The problem: Could you give the rows below again with every "instance" replaced by "occurrence", changing nothing else?

The input:
Start

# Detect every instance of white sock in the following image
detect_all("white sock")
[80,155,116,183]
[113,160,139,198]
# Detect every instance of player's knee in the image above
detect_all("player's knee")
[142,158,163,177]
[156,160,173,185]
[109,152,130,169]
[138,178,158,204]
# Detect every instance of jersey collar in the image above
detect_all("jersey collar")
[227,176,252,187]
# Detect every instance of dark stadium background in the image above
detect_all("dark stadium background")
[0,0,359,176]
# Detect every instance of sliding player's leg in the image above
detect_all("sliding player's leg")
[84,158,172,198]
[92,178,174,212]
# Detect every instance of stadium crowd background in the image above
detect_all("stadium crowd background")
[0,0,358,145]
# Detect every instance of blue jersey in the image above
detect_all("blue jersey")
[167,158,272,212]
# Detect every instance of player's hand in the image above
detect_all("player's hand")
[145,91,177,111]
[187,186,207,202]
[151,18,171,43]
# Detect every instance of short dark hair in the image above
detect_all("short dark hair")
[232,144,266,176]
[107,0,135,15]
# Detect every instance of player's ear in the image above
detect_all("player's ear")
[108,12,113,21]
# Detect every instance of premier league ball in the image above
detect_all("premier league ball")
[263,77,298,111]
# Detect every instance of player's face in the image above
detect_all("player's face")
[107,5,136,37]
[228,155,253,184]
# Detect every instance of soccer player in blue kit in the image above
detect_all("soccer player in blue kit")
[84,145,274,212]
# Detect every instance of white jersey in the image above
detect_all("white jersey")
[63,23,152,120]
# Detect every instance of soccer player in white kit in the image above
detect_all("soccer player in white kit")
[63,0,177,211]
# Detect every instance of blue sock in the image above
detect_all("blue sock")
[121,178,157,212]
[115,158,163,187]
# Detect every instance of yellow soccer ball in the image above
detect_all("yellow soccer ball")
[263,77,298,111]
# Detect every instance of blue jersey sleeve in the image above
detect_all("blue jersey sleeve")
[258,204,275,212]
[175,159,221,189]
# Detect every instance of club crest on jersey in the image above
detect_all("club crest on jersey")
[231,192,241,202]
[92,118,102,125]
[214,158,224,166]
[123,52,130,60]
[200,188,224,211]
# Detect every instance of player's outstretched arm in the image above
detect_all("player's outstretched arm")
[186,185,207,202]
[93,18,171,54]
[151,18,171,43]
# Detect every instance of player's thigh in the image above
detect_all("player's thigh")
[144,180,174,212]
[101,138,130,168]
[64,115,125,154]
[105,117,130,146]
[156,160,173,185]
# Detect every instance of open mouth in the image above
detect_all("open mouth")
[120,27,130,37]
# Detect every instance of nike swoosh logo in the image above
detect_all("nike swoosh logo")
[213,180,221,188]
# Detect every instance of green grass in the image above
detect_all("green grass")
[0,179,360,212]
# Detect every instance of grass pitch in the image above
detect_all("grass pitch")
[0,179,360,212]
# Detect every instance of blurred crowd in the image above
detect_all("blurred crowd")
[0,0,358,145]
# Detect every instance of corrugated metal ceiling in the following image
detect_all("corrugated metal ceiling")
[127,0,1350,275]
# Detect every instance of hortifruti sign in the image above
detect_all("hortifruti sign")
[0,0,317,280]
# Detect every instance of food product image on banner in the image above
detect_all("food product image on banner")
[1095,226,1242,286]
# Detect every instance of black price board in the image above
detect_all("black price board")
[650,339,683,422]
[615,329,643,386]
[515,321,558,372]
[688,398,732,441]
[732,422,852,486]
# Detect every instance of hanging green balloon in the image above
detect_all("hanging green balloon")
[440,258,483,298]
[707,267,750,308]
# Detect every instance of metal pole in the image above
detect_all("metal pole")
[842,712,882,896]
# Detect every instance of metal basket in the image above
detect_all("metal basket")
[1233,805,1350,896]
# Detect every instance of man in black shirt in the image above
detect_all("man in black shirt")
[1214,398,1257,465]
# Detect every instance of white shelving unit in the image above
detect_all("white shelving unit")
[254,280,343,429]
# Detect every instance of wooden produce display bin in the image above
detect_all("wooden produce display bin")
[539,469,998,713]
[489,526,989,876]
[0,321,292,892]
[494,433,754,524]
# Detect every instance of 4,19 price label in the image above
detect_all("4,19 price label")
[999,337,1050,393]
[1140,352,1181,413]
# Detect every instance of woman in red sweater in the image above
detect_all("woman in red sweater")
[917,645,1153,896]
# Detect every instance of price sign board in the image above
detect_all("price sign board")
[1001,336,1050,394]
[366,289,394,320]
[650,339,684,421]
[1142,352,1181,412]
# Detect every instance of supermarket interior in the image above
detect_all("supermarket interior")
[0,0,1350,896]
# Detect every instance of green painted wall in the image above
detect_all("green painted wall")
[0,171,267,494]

End

Solution:
# Detect every occurrence of white sock in the following image
detect_all("white sock")
[80,155,116,183]
[113,160,139,198]
# Detect every occurrence of player's knee in the image above
detect_all("player's knee")
[142,158,163,177]
[156,160,173,185]
[109,152,130,169]
[138,178,158,204]
# Detect every occurrence of jersey collar in the image above
detect_all("jersey collar")
[227,176,252,187]
# Detect every occurrence of dark stadium background in the image above
detect_all("dark stadium background")
[0,0,359,176]
# Detect every occurrence of sliding player's leg in the image above
detect_all("sliding player's leg")
[84,158,172,198]
[92,178,174,212]
# Detect every occurrence of stadium crowd background in the image above
detect_all("stadium crowd background")
[0,0,358,145]
# Detect every occurrence of blue jersey in the image above
detect_all("blue jersey")
[167,158,272,212]
# Detect every occurrence of player's hand in the image above
detect_all("player's hand")
[145,91,177,111]
[187,186,207,202]
[151,18,171,43]
# Detect every occurrence of short dark hair in the image above
detect_all("short dark hair")
[232,144,266,176]
[107,0,135,15]
# Detect every occurrence of player's ear in the image above
detect_all("player's ear")
[108,12,113,21]
# Detect every occurrence of premier league ball in the image above
detect_all("premier league ball")
[263,77,298,111]
# Detect every occurrence of player's face in the image above
detect_all("player's face")
[107,5,136,37]
[228,155,253,184]
# Detect every occurrence of soccer player in blue kit in the image above
detect_all("soccer player in blue kit")
[84,145,274,212]
# Detect every occurrence of white jersey in the image above
detect_all("white jersey")
[63,23,152,120]
# Detect every occurrence of soccer player in white kit in the image above
detect_all("soccer player in white kit")
[63,0,177,211]
# Detect every occurrence of blue sock in the image above
detect_all("blue sock")
[121,178,157,212]
[115,158,163,187]
# Detect every occurrence of yellow soccer ball in the image above
detect_all("yellow soccer ball")
[263,77,298,111]
# Detect every occurrence of blue jersey sleeve in the image above
detect_all("blue jersey sleeve")
[258,204,275,212]
[175,159,221,189]
# Detect every occurrence of club crest on jersey in the image above
detect_all("club crest on jersey")
[231,192,241,202]
[92,118,102,125]
[214,158,224,166]
[123,52,130,60]
[200,188,224,211]
# Detect every occurrence of player's outstretched arm in the image above
detect_all("player's outstretched arm")
[186,185,207,202]
[93,18,171,54]
[151,18,171,43]
# Detect every occurrence of player's thigh in the image above
detect_all("player's thigh")
[144,180,174,212]
[101,138,130,168]
[64,115,125,154]
[105,117,130,146]
[156,160,173,185]
# Detect every occurrence of open mouth in the image above
detect_all("open mouth")
[120,27,130,37]
# Detect every occurrence of nike swoosh logo in the image above
detect_all("nike swoosh logo")
[213,180,221,188]
# Detect every occurrence of green grass in the image above
detect_all("green grass")
[0,179,360,212]
# Detect every occurrence of grass pitch in the image above
detect_all("grass pitch")
[0,179,360,212]
# Detect every occurrence of blurred crowd in the image above
detect_all("blurred crowd")
[0,0,358,145]
# Detect every occurrence of corrugated metal ceiling in the following image
detect_all("corrugated metal ceiling")
[127,0,1350,275]
# Detect every occurrence of hortifruti sign in the image above
detect_all("hortifruti sign")
[0,0,317,280]
# Detect every occurrence of food product image on banner in the image above
detect_all("food product image on banner")
[1095,226,1242,286]
# Detect every occurrence of black price board in the image above
detect_all("black price board")
[650,339,683,422]
[615,329,643,386]
[515,321,558,372]
[688,398,732,441]
[732,422,852,486]
# Detect every occurrence of hanging green balloon in the image above
detect_all("hanging green balloon")
[440,258,483,298]
[707,267,750,308]
# Detect every occurrence of metal pole in the image above
detect_all("metal pole")
[842,712,882,896]
# Detect every occurrence of metal basket in the image above
detect_all("metal basket")
[1233,805,1350,896]
# Detect every occurrence of man in black shirt in the image above
detect_all("man in black shirt")
[1214,398,1257,465]
# Detect every occurrence of white shelving unit in the image above
detect_all("white shelving unit")
[254,280,343,429]
# Detect every occurrence of wooden produce display bin in the image above
detect_all("wooden produce display bin")
[539,469,998,713]
[489,526,989,876]
[0,321,292,892]
[494,433,754,524]
# Detect every occurrence of 4,19 price label in the image above
detect_all("4,19 price label")
[999,337,1050,393]
[1140,352,1181,413]
# Detect every occurrence of woman in red sweater in the image above
detect_all("woman in red sweater")
[917,645,1153,896]
# Detect every occurrence of price sign board in the image above
detect_all("price sign board")
[1001,336,1050,394]
[366,289,394,320]
[650,339,684,421]
[1142,352,1181,412]
# Detect every occurrence of supermarket interior in the image above
detect_all("supermarket interior")
[0,0,1350,896]
# Detect every occurrence of green painted wall in the image above
detect_all("green painted wall")
[0,171,267,494]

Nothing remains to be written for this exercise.